> TEXT SHOWN:
I am then treated like I'm somehow the leader of the group when I don't want to me and it frustrates me *so* much.

Why not be the group leader? You're worried about doing more work than other team members?

My grad school experience is that if you're the leader and you care about equitable work distribution then you're in the ideal spot. You solicit everyone's opinions and if they don't offer any then you go with what you have. And then you apportion work. Everyone contributes their work in full team meetings and if someone hasn't done their work then it's out there in the open for everyone to see. Leaders don't have to do all the work they mostly have to facilitate. And telling people what to do is bossy I suppose, sure, but in group work someone has to do it. There's a reasonable chance that other team members will be relieved that someone is taking the reins and structuring the work. The dynamics of group work are that usually someone has to tell everyone else what to do. Sometimes everyone is on the same wavelength, more often they're not.

> ENTRIES PROVIDED:
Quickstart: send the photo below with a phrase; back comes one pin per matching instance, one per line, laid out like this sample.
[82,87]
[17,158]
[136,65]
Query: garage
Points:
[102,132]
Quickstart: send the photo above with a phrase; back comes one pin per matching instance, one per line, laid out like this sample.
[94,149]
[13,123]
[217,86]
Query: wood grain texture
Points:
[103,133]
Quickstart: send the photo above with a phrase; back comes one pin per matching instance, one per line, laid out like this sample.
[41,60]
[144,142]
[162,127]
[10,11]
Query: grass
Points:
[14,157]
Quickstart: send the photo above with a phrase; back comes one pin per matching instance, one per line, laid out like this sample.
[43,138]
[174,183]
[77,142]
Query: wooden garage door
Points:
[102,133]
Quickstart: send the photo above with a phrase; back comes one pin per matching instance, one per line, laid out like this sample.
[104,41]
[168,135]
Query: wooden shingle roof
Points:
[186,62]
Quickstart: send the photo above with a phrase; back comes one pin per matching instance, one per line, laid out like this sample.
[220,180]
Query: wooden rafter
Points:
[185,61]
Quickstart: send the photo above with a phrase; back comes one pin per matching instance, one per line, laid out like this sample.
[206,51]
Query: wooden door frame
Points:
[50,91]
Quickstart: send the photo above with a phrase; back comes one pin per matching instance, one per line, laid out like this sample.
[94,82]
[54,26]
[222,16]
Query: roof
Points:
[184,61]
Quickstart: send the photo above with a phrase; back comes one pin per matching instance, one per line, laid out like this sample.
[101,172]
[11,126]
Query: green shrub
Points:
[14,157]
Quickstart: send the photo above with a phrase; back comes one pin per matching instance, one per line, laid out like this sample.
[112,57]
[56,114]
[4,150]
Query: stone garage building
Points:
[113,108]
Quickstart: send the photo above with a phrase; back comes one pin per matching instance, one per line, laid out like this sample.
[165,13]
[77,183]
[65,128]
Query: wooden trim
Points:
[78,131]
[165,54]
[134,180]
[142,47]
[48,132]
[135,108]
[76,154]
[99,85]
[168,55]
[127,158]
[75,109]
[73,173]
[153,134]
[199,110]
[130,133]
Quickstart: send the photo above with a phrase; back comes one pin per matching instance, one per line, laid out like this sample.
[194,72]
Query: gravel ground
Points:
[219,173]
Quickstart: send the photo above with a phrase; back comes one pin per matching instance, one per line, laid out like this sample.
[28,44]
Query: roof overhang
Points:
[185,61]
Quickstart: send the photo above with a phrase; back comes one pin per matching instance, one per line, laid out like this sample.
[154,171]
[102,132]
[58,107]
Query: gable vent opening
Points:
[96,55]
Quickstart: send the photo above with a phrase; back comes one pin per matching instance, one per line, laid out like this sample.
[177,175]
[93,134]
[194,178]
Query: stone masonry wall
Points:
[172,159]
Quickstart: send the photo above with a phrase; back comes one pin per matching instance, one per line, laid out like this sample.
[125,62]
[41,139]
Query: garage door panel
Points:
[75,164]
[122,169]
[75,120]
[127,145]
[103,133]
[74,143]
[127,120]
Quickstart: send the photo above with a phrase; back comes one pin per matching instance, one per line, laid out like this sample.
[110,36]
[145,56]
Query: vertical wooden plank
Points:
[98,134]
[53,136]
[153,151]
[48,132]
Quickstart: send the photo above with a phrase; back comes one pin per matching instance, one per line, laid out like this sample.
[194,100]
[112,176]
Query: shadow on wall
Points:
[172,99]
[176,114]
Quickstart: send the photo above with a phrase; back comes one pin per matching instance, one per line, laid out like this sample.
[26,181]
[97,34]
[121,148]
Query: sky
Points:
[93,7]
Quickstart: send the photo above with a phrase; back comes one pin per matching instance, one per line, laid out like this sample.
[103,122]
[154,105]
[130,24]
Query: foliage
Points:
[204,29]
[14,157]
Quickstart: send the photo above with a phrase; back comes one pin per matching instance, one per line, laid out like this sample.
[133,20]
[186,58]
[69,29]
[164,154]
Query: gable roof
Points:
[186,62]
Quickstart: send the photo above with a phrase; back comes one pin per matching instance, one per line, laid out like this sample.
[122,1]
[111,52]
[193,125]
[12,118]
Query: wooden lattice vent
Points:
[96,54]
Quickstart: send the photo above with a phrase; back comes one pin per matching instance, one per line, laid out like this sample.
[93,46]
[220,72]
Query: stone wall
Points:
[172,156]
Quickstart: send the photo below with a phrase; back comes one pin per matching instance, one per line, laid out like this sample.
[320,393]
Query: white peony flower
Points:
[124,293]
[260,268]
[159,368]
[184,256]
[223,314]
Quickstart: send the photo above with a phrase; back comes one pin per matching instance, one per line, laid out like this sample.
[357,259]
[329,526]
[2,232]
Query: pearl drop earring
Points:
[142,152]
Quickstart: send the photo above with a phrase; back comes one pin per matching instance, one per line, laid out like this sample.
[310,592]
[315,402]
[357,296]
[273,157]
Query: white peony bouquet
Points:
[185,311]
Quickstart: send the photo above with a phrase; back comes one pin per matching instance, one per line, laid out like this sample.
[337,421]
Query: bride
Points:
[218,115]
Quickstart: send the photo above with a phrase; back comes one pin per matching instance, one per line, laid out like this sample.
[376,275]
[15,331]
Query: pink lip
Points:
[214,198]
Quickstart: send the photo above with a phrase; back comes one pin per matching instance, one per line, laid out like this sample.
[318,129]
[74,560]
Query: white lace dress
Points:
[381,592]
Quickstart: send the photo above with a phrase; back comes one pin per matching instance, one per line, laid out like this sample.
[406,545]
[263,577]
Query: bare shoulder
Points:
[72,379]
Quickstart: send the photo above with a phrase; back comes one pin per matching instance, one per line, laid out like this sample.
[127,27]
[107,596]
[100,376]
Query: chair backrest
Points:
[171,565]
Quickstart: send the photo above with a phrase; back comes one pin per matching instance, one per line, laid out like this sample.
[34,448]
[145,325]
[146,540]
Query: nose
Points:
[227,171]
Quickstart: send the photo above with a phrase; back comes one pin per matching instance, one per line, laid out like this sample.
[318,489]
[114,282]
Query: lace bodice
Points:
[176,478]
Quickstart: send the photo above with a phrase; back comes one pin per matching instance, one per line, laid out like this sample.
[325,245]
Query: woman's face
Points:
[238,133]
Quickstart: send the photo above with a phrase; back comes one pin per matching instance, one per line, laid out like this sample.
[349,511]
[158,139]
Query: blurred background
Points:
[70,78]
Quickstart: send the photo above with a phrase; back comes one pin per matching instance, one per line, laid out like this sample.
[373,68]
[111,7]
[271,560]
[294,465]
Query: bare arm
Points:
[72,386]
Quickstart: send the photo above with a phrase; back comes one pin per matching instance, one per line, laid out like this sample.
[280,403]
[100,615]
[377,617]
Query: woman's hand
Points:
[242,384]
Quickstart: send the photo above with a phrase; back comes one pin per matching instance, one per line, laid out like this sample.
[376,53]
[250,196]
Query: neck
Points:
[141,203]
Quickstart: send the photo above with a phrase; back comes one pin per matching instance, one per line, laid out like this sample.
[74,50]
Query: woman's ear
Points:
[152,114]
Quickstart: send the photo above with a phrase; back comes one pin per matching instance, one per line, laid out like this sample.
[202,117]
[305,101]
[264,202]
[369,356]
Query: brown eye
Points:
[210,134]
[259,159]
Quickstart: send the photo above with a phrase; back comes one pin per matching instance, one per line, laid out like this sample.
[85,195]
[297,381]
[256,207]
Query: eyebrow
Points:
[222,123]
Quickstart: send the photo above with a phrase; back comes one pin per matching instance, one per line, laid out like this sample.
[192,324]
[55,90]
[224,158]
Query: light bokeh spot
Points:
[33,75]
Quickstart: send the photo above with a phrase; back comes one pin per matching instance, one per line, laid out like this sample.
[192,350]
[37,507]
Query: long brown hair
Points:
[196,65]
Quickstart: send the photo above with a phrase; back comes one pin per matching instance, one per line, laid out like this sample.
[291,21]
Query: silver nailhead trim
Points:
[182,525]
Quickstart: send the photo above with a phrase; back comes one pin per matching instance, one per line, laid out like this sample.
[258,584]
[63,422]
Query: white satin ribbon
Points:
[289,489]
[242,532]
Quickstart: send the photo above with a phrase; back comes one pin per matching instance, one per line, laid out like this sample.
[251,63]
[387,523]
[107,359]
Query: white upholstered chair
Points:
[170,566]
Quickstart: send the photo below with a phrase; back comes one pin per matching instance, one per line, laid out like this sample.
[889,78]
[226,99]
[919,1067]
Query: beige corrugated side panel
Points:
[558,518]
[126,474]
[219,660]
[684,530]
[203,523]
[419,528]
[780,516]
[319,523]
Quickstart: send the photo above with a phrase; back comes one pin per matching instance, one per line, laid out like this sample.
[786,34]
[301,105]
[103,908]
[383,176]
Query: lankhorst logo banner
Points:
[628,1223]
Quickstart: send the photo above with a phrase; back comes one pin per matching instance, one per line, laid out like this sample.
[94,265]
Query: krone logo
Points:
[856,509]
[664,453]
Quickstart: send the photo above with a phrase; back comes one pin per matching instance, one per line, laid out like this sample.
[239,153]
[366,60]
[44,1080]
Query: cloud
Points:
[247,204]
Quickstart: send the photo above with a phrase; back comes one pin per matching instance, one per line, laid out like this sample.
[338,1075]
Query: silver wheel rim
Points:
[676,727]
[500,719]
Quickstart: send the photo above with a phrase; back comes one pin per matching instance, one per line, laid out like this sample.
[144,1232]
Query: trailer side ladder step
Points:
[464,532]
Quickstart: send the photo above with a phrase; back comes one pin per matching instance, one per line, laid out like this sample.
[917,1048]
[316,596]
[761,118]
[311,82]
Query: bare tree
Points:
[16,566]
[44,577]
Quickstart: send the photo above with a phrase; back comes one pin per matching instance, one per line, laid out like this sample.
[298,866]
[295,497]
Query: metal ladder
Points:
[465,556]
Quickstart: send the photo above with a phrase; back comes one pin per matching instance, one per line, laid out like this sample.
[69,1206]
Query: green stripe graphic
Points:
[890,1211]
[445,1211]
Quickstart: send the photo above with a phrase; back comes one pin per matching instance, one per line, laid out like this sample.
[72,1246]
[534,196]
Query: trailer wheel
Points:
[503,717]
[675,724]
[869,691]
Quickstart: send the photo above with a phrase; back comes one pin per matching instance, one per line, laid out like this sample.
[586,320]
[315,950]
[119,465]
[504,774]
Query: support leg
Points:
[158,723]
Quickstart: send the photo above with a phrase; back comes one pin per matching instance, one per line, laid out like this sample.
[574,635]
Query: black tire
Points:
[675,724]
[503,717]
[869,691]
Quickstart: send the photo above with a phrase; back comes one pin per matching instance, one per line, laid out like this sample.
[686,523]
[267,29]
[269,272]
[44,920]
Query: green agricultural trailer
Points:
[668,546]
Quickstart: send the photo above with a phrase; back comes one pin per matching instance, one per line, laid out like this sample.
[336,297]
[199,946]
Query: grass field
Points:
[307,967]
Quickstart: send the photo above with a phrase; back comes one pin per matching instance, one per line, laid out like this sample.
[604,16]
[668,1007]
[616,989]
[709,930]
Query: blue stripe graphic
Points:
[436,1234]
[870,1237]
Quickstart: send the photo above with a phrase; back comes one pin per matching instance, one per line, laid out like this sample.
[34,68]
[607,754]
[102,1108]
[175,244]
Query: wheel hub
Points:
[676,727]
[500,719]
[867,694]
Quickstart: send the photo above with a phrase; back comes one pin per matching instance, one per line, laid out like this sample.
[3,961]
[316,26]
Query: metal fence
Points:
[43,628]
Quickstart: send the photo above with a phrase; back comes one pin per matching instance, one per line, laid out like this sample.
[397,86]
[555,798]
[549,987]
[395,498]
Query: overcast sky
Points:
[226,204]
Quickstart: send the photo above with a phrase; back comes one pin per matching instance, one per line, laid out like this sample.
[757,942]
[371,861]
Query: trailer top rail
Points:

> STATED PROBLEM 1: Write out everything in the group-work post from "My grad school" down to "often they're not.".
> STATED PROBLEM 2: Carry on the group-work post from the point where it stops.
The records have no connection to the group-work post.

> OUTPUT 1:
My grad school experience is that if you're the leader and you care about equitable work distribution then you're in the ideal spot. You solicit everyone's opinions and if they don't offer any then you go with what you have. And then you apportion work. Everyone contributes their work in full team meetings and if someone hasn't done their work then it's out there in the open for everyone to see. Leaders don't have to do all the work they mostly have to facilitate. And telling people what to do is bossy I suppose, sure, but in group work someone has to do it. There's a reasonable chance that other team members will be relieved that someone is taking the reins and structuring the work. The dynamics of group work are that usually someone has to tell everyone else what to do. Sometimes everyone is on the same wavelength, more often they're not.

> OUTPUT 2:
I don't think it's an overstatement to say that of all the managers I've ever had the only common attribute they shared was a strong opinion on what needed to be done. Some were nice, some were assholes, some were right and some were wrong. But they all had opinions.

Anyway, my main suggestion is to figure a way to feel more comfortable with having and sharing opinions even if no one else does.
posted by GuyZero at 10:03 PM on May 26, 2018 [4 favorites]


Also you don't come across as an asshole and I don't think you need to change other than being more comfortable with having opinions which is a pretty reasonable thing to have.
posted by GuyZero at 10:05 PM on May 26, 2018


I'm not a control freak who will take over and dominate a project. When I feel like the other members of my group project don't care, well... I don't care, either. If you're going to put the minimum into the project, well so am I.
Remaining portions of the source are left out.